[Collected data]
----------
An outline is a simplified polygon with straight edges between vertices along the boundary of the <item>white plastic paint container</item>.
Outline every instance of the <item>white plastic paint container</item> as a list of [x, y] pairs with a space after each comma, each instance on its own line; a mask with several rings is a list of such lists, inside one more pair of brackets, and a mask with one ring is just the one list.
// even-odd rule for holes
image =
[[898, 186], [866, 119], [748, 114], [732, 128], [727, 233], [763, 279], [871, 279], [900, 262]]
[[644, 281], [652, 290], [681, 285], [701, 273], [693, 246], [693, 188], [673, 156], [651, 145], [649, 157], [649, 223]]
----------
Work order: Output every line above without altering anything.

Response box:
An outline is a simplified polygon with straight edges between vertices along the boundary of the <item>white plastic paint container</item>.
Outline every instance of the <item>white plastic paint container</item> as a list of [x, y] pairs with a space after each comma, each instance on its own line; a mask with several rings is a list of such lists, inside one more pair of brackets, and a mask with one ring is just the one list.
// even-odd rule for holes
image =
[[898, 186], [866, 119], [748, 114], [732, 128], [727, 233], [763, 279], [871, 279], [900, 262]]
[[644, 281], [652, 290], [681, 285], [701, 273], [693, 246], [693, 188], [673, 156], [651, 145], [649, 157], [649, 223]]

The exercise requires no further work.